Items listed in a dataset
------------------------

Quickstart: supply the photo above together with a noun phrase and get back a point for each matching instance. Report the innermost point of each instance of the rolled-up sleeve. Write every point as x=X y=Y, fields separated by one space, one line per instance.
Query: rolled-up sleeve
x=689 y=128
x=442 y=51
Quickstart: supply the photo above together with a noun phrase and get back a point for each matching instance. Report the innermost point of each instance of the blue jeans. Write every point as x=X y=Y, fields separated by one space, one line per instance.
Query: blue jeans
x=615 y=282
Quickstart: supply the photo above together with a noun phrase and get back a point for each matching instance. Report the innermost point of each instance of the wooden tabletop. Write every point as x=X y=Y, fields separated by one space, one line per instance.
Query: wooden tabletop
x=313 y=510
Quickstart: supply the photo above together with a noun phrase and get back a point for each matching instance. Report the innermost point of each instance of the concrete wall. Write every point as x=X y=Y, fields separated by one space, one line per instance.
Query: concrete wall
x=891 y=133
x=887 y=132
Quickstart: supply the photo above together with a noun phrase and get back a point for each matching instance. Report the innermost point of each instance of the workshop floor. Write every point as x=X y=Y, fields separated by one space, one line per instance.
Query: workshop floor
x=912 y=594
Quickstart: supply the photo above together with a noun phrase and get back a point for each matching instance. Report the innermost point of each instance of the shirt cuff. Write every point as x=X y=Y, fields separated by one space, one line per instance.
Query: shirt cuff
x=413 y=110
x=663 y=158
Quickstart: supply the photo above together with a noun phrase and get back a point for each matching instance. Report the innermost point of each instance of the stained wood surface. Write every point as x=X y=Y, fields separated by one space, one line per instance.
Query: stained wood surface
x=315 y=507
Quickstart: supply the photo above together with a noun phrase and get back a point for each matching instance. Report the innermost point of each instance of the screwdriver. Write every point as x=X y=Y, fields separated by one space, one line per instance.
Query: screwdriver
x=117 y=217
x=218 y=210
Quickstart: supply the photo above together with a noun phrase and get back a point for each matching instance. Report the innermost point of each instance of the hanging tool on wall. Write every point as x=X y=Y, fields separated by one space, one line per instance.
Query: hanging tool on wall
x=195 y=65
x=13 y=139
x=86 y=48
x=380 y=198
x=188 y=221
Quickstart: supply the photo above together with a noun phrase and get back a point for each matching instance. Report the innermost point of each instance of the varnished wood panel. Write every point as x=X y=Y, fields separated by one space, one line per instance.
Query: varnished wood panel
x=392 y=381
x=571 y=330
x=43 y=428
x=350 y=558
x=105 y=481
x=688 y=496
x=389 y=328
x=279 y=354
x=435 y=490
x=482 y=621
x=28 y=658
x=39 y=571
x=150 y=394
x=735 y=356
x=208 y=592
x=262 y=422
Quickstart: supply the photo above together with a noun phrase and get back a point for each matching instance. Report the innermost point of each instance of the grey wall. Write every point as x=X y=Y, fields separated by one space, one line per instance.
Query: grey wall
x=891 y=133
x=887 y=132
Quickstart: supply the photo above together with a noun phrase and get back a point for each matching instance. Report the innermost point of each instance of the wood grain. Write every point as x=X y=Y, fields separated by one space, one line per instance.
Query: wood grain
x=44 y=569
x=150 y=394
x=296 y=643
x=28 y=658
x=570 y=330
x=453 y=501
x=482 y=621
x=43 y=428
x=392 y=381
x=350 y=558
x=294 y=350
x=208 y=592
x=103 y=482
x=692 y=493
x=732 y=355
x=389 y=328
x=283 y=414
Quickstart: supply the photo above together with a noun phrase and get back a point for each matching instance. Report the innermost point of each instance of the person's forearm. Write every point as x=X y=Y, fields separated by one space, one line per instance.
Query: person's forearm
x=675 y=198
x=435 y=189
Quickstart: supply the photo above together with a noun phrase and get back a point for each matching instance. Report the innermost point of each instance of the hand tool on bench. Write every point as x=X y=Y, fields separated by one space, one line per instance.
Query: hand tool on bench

------------------------

Repeat all the data, every line exactly.

Quickstart: supply the photo above together with a noun phrase and get back a point for each matching instance. Report the innermost point of each instance of the rolled-up sleeve. Write every point as x=X y=Y, fields separated by one space, one line per instance.
Query: rolled-up sleeve
x=689 y=128
x=442 y=51
Quickstart: supply the photo above together with a noun phrase and get back a point for each matching instance. Report the innermost point of each instance of the blue jeans. Write every point as x=X y=Y, fields separated by one space, one line per instance.
Query: blue jeans
x=615 y=282
Quickstart: supply the photo above together with a noun phrase and get back a point for each matching instance. Report the innermost point of each instance of the wooden tabletop. Write every point as x=X y=Y, fields separated by one space, one line per instance.
Query: wooden tabletop
x=313 y=510
Quickstart: supply the photo above together with a noun phrase and get back a point for each matching instance. Report the innermost point of each instance of the concrete wall. Write every point as x=X y=Y, fields separated by one space, one line per instance.
Query: concrete wall
x=891 y=133
x=887 y=132
Quickstart: supply the photo above together with a noun phrase and get back a point for each matching instance. Report the innermost point of each instance of the workshop floor. Write every point as x=X y=Y, fields separated by one space, one line per instance.
Query: workshop floor
x=912 y=594
Quickstart: supply the photo above together with a noun phrase and get back a point for each matching instance. Report the innermost point of each instance of the shirt cuff. Write every point as x=X y=Y, fields separated by one space, one line per instance.
Query: shirt cuff
x=413 y=110
x=663 y=158
Quickstart: supply the photo above together with a noun phrase and get back a point for each matching instance. Report the innermost point of each instance of the stained wood surface. Write every point as x=X y=Y, fields separated by one space, one line per instance.
Query: stained wood surface
x=315 y=507
Quickstart: supply the photo above together with a noun phrase and get back a point for each matching instance. Report the innermost point of each instance of the screwdriver. Write every point as x=X y=Y, fields separated by one space, one line per instance.
Query: screwdriver
x=117 y=217
x=218 y=210
Quickstart: supply the photo above together with a noun phrase and get back a point for each matching instance. Report the innermost point of each instance of the hanging tool on wall. Write every point as x=X y=Y, fields separated by one space, one line per instance.
Query: hanging tool on wall
x=195 y=65
x=13 y=139
x=86 y=48
x=380 y=198
x=188 y=221
Quickstart: supply the photo above together with a noun phrase and get back a point for each matching instance. Report the innermost point of each instance of the varnished wood panel. Write every point as x=X y=Y, fields separated by one space, one line per instance.
Query: varnished wood panel
x=392 y=381
x=571 y=330
x=43 y=428
x=350 y=558
x=105 y=481
x=688 y=496
x=389 y=328
x=279 y=354
x=435 y=490
x=482 y=621
x=28 y=658
x=39 y=571
x=150 y=394
x=735 y=356
x=208 y=592
x=262 y=422
Quickstart: supply the photo above together with a noun phrase and get back a point for each matching instance. Report the innermost point of each instance of the grey wall. Write every point as x=X y=Y, fields separated by one space, one line per instance.
Query: grey wall
x=891 y=133
x=887 y=132
Quickstart: supply the photo above together with a noun phrase and get back a point for each matching instance. Report the innermost point of each instance of the wood grain. Write every point as x=X y=Y, fields separated by one space, one line per instance.
Query: wood grain
x=44 y=569
x=150 y=394
x=296 y=643
x=28 y=658
x=570 y=330
x=453 y=501
x=482 y=621
x=43 y=428
x=392 y=381
x=350 y=558
x=294 y=350
x=208 y=592
x=103 y=482
x=692 y=493
x=732 y=355
x=389 y=328
x=283 y=414
Quickstart: supply the photo above together with a noun phrase and get back a point for each matching instance. Report the innermost point of each instance of the person's forearm. Write every point as x=X y=Y, fields separated by one space, one line per instance.
Query: person's forearm
x=675 y=198
x=435 y=189
Quickstart: supply the photo above together with a noun phrase and get back a point for each matching instance. Report the innermost point of each instance of the hand tool on bench. Write every point as x=X y=Y, fields separated by one space, one line per instance.
Query: hand tool on bench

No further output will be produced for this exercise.